**YOUR TASK**: Rewrite the data from its start through the line containing "0 124 L 256" as a two-column CSV headed input and output, one row per answer paired with the text before it, each field quoted and line breaks turned into spaces. Leave the pictures out.

● ● ● ● ●

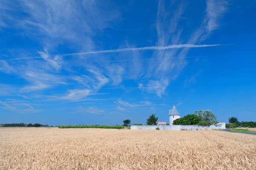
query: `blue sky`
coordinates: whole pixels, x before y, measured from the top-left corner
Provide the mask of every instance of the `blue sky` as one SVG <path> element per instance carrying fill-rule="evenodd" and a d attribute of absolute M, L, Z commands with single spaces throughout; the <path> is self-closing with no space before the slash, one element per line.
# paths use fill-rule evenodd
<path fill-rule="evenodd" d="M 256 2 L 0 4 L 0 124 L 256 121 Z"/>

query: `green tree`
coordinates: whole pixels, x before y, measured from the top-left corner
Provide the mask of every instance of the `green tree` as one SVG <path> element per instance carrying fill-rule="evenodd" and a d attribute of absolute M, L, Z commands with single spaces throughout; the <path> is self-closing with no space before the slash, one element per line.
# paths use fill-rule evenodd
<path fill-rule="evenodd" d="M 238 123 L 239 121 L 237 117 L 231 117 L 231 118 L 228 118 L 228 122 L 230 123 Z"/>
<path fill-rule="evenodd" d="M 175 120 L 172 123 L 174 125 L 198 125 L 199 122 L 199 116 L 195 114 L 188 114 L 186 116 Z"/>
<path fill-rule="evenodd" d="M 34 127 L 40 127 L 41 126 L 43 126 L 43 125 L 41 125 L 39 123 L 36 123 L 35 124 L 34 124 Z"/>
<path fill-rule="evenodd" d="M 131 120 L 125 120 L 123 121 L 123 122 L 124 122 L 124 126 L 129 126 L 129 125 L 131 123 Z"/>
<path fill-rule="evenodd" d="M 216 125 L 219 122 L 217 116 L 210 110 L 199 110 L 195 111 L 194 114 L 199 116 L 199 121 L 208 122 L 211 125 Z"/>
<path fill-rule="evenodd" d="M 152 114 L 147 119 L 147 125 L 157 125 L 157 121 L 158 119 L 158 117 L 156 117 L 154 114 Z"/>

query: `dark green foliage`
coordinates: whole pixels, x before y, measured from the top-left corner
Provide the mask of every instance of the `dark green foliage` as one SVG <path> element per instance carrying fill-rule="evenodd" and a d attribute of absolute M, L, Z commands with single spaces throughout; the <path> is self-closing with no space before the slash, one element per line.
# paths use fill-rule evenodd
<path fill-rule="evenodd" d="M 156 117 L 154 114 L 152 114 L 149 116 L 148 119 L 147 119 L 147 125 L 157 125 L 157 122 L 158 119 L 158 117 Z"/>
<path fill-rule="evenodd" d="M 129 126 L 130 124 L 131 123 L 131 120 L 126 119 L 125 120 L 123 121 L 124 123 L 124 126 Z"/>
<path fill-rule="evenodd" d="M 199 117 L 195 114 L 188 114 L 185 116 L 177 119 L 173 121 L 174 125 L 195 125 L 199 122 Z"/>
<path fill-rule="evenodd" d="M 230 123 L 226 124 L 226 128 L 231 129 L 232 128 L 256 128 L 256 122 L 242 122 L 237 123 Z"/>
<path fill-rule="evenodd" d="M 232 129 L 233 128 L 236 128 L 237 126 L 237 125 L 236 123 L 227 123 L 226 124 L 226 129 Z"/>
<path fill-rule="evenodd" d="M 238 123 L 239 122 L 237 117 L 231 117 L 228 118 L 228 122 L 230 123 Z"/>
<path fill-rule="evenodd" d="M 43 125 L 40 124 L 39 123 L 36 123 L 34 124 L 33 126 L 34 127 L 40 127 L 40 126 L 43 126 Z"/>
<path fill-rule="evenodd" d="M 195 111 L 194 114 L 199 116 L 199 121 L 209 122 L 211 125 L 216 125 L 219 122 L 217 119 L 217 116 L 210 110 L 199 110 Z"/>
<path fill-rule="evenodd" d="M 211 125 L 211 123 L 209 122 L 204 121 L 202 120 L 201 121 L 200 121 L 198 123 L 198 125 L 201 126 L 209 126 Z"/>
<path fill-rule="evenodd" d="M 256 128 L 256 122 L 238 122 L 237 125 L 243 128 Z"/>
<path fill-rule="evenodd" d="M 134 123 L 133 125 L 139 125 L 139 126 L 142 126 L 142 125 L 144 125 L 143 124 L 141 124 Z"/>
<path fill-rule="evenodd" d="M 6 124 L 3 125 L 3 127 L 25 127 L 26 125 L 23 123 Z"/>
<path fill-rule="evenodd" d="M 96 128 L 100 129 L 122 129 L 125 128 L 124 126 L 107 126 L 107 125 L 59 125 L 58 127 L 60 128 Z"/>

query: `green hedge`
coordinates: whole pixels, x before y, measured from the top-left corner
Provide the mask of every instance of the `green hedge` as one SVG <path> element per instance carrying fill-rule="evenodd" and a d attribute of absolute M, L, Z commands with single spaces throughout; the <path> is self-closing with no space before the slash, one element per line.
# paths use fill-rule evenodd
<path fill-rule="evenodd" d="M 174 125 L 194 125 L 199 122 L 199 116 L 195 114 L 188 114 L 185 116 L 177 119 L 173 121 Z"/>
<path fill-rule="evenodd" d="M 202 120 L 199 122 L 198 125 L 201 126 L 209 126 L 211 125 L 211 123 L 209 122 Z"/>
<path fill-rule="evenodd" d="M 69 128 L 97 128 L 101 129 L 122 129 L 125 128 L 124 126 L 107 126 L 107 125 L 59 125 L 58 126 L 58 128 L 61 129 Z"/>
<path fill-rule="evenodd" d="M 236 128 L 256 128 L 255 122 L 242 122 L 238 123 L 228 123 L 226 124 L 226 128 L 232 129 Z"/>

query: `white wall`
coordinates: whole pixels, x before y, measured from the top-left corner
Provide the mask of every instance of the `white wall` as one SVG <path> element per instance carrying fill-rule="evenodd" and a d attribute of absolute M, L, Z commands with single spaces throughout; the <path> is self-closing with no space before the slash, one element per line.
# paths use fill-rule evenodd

● ● ● ● ●

**COMPLETED EXERCISE**:
input,output
"query: `blue sky` coordinates: whole pixels, x before y, measured from the top-left corner Provide the mask of every instance of the `blue sky` as one SVG <path> element per instance carrying fill-rule=""evenodd"" and a d attribute of absolute M, L, Z commands with single spaces throughout; the <path> is self-closing with no space before the slash, one element per line. # paths use fill-rule evenodd","<path fill-rule=""evenodd"" d=""M 256 2 L 0 4 L 0 124 L 256 121 Z""/>"